▸ **TASK REQUIREMENTS**
Below are the records. Restate word for word every line from the one that contains "the marble backsplash" through the final line, both included.

▸ **SOURCE RECORDS**
______________________________

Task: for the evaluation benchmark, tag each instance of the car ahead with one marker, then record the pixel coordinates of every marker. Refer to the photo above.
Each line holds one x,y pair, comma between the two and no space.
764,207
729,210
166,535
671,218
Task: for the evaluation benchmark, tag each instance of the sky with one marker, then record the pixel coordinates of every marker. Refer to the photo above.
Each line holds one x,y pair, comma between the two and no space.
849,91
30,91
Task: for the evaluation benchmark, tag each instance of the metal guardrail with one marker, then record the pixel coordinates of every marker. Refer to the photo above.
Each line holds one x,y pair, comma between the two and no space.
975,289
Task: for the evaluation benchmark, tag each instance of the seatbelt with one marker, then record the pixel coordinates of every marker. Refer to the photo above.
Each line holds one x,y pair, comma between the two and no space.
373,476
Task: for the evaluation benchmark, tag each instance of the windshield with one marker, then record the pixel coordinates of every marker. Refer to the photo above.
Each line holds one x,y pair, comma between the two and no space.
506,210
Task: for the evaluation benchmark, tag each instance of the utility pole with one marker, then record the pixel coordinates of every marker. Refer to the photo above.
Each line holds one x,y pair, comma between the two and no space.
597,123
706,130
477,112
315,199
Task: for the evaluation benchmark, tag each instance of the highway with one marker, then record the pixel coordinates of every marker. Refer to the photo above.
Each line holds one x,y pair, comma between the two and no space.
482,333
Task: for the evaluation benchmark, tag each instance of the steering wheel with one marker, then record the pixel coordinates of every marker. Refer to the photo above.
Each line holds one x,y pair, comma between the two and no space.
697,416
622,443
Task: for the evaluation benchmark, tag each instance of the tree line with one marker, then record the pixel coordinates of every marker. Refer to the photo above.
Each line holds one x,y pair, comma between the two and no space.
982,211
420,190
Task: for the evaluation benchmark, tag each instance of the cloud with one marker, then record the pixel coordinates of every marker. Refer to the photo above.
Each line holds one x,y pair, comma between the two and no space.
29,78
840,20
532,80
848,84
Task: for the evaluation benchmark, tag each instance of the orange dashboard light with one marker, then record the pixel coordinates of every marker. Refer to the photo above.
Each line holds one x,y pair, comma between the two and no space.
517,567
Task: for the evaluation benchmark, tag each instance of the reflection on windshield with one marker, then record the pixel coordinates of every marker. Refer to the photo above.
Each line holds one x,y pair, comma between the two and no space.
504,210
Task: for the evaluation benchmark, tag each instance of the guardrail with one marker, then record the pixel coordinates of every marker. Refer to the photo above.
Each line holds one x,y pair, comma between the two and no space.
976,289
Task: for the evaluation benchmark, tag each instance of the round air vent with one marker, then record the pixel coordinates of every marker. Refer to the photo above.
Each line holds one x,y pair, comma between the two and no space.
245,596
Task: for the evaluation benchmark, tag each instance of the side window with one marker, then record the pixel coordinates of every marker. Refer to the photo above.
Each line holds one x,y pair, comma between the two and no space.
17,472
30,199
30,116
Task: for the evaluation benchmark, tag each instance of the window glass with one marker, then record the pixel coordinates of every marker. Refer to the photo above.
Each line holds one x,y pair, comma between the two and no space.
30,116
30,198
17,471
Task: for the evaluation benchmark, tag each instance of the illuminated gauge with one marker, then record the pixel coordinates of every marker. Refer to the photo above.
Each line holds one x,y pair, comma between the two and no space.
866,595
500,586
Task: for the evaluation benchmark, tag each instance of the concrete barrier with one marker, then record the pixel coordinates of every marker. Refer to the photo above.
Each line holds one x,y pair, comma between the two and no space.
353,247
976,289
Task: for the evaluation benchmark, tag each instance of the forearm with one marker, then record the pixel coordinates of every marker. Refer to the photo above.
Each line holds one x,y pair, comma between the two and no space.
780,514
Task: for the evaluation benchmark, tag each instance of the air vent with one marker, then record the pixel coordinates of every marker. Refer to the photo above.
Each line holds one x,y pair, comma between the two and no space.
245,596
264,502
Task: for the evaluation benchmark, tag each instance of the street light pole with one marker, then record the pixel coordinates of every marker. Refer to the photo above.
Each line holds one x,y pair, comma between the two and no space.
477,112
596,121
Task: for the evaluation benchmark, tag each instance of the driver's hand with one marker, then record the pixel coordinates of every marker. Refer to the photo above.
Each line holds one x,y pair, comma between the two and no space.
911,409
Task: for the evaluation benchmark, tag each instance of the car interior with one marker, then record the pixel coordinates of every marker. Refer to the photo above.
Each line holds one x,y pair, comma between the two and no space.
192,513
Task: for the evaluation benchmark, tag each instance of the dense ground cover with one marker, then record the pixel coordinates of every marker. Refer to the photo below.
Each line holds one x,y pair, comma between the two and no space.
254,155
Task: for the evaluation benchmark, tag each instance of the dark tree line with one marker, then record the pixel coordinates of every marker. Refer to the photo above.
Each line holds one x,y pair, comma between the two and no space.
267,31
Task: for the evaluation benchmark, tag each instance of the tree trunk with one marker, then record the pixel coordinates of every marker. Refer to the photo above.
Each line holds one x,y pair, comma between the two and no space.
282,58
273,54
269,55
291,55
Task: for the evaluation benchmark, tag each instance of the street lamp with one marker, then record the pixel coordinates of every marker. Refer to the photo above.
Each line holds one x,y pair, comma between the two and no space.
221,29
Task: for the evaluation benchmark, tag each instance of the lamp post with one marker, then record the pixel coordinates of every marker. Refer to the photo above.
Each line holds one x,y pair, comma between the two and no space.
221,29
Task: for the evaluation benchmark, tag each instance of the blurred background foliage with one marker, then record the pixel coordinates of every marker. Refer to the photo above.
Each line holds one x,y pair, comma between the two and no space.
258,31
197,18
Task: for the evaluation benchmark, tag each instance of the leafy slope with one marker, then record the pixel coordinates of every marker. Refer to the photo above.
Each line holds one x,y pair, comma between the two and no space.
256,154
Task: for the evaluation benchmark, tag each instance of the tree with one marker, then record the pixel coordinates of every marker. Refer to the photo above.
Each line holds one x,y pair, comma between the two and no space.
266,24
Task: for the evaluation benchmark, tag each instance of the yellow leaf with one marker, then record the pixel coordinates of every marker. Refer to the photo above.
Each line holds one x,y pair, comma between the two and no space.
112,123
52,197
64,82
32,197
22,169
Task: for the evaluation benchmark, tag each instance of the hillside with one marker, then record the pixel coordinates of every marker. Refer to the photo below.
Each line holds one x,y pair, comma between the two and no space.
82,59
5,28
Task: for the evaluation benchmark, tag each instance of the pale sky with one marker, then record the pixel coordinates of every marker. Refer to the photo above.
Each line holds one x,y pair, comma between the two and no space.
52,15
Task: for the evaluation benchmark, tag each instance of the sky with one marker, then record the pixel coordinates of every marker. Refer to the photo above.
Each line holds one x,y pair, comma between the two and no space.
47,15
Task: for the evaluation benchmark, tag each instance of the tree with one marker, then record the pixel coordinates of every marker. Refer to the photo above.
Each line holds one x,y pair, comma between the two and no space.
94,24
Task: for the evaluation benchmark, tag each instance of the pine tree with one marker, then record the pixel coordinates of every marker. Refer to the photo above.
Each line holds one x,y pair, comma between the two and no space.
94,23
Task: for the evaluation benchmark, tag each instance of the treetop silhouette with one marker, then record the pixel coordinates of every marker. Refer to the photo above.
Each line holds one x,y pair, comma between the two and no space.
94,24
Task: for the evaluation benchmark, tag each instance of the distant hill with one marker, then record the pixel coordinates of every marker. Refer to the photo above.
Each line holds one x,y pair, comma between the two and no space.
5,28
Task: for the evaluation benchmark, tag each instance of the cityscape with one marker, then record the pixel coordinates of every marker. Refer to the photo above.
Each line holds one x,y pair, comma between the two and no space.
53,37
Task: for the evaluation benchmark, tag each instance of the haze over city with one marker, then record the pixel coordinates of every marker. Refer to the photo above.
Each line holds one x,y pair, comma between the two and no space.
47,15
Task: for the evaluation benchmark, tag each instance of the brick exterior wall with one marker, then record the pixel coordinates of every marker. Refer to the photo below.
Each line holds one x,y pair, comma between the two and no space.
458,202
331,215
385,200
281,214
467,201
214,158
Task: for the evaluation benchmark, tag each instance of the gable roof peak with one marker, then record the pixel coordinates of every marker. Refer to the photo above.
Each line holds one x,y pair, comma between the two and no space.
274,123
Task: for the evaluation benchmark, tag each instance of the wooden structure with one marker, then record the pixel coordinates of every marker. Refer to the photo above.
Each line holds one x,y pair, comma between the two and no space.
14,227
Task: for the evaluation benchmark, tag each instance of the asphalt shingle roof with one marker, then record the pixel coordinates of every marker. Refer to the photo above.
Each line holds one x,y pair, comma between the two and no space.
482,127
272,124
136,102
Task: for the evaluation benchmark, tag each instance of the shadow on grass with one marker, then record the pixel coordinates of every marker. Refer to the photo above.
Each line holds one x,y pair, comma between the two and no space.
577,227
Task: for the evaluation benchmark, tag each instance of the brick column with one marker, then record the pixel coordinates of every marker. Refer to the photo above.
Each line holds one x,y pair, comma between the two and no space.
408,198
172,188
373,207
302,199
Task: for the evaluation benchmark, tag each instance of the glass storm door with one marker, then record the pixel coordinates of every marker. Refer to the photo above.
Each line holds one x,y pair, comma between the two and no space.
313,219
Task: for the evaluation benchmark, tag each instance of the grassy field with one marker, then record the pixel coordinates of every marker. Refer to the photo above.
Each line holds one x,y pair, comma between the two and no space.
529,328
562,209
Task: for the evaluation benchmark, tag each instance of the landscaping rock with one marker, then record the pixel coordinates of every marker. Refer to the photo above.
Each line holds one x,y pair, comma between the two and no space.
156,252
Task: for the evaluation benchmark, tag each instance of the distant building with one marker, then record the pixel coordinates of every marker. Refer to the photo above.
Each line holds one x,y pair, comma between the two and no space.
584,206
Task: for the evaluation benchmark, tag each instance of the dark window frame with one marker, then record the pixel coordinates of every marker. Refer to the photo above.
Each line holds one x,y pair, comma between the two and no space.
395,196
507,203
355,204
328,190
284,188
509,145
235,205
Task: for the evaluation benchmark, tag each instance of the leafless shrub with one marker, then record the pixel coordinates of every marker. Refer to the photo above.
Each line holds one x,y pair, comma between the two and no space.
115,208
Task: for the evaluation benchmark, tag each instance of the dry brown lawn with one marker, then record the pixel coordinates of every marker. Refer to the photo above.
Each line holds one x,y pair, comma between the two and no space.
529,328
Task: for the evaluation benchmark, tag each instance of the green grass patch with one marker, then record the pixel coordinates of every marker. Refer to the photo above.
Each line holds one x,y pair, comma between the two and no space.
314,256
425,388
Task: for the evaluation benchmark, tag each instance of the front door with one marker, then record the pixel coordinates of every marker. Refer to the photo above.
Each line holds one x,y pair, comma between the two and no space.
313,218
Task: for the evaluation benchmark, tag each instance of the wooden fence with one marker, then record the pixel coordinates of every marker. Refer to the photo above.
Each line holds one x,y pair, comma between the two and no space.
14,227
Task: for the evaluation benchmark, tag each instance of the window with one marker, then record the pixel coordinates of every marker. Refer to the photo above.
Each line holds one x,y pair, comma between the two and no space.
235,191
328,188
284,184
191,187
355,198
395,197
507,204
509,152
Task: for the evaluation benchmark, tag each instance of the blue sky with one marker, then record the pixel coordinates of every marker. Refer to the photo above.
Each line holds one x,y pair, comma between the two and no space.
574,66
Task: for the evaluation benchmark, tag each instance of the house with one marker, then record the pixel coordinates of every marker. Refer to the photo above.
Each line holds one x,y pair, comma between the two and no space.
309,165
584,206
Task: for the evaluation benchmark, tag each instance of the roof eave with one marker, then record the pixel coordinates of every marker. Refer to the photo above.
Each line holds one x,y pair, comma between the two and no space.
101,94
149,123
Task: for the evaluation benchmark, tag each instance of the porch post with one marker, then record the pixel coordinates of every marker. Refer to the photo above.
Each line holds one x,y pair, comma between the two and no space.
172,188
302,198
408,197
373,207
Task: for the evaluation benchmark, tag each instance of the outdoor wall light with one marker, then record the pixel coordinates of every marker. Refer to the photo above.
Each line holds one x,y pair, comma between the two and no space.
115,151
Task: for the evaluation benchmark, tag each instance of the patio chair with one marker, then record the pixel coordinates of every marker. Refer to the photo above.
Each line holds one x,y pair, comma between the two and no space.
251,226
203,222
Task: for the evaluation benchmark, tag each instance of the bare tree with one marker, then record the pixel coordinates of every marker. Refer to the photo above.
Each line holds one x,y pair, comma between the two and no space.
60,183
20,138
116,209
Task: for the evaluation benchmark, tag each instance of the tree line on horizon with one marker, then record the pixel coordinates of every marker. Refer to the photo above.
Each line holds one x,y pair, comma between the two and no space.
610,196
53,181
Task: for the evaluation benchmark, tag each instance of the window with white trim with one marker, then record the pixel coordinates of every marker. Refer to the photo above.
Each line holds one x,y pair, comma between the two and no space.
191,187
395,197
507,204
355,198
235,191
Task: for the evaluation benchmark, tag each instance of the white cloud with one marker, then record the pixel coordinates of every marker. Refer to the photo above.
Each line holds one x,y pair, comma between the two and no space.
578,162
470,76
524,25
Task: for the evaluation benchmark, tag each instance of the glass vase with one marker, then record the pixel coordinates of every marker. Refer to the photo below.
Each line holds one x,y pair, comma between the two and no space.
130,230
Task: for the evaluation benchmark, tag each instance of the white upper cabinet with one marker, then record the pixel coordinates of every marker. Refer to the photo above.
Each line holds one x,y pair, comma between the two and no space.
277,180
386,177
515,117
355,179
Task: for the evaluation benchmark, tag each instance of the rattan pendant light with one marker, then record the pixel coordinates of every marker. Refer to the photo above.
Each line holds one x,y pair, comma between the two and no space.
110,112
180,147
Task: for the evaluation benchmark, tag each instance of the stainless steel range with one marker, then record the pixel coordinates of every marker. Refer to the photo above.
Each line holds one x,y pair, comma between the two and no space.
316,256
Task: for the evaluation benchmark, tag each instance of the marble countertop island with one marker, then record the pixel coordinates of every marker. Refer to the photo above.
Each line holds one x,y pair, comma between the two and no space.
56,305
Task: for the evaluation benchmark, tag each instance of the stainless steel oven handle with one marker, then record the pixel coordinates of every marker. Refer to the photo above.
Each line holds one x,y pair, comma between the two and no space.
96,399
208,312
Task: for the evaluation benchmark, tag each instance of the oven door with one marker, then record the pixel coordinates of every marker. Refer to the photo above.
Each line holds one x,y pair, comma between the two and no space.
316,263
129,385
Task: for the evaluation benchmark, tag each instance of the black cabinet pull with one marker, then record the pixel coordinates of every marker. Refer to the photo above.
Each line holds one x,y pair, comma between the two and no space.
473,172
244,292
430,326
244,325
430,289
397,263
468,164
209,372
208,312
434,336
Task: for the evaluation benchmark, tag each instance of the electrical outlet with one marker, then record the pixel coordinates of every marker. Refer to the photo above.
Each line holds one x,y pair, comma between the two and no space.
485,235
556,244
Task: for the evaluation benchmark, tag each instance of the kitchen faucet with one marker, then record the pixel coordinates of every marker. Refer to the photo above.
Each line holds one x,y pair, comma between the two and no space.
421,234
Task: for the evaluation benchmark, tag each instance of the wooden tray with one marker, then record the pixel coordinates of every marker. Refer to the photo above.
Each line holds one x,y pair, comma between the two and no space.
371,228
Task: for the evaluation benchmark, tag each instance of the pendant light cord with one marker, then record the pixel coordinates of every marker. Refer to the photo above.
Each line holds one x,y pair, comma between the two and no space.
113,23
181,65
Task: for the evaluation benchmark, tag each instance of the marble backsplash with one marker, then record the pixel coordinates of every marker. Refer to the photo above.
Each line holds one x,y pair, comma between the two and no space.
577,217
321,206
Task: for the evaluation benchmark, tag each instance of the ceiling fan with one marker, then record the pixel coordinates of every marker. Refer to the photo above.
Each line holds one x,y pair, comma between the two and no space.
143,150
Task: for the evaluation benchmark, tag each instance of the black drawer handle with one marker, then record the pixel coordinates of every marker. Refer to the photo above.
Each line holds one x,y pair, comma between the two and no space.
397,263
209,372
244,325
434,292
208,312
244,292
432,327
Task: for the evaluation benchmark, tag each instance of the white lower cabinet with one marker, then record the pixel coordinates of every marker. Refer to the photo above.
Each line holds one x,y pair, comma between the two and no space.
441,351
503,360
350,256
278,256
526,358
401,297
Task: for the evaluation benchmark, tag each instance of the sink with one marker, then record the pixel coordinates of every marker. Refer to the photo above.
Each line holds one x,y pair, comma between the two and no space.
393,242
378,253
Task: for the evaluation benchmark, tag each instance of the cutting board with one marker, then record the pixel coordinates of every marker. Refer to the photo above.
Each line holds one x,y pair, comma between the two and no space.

______________________________

▸ **THE ANSWER**
Task: for the evaluation benchmark, tag each instance of the marble backsplash with one marker, then record the pixel coordinates of every marker. Refer to the photo above.
Each line holds one x,y pair, comma between the two and no space.
577,217
321,206
Task: for the evaluation benchmark, tag each instance of the ceiling fan with one marker, then record the pixel coordinates of every marker. Refer to the photo above.
Each line holds one x,y pair, comma between the two and no space.
143,150
Task: for the evaluation benchmark, tag each instance of the black drawer handle with one marker, then record the pixel coordinates of every marker. Refer to the photo above.
Each line holds one x,y pair, comma between the two and no space.
397,263
209,372
244,325
434,292
208,312
244,292
432,327
Task: for the evaluation benchmark, tag each instance of the white lower cabinet with one marker, then record the pixel coordinates of every marker. Refer to the photo above.
Each line holds one x,y pair, comma between the two and no space.
441,351
503,360
350,256
278,256
526,358
401,297
Task: for the evaluation benchmark, tag each instance of the sink with one marker, then record the pixel coordinates of every marker. Refer to the photo above.
Each line holds one x,y pair, comma between the two and no space.
393,242
378,253
Task: for the evaluation benchmark, tag each instance of the cutting board with one marker, then record the pixel coordinates of every marker. Refer to the photo above.
Each line holds one x,y pair, comma between the two and no space.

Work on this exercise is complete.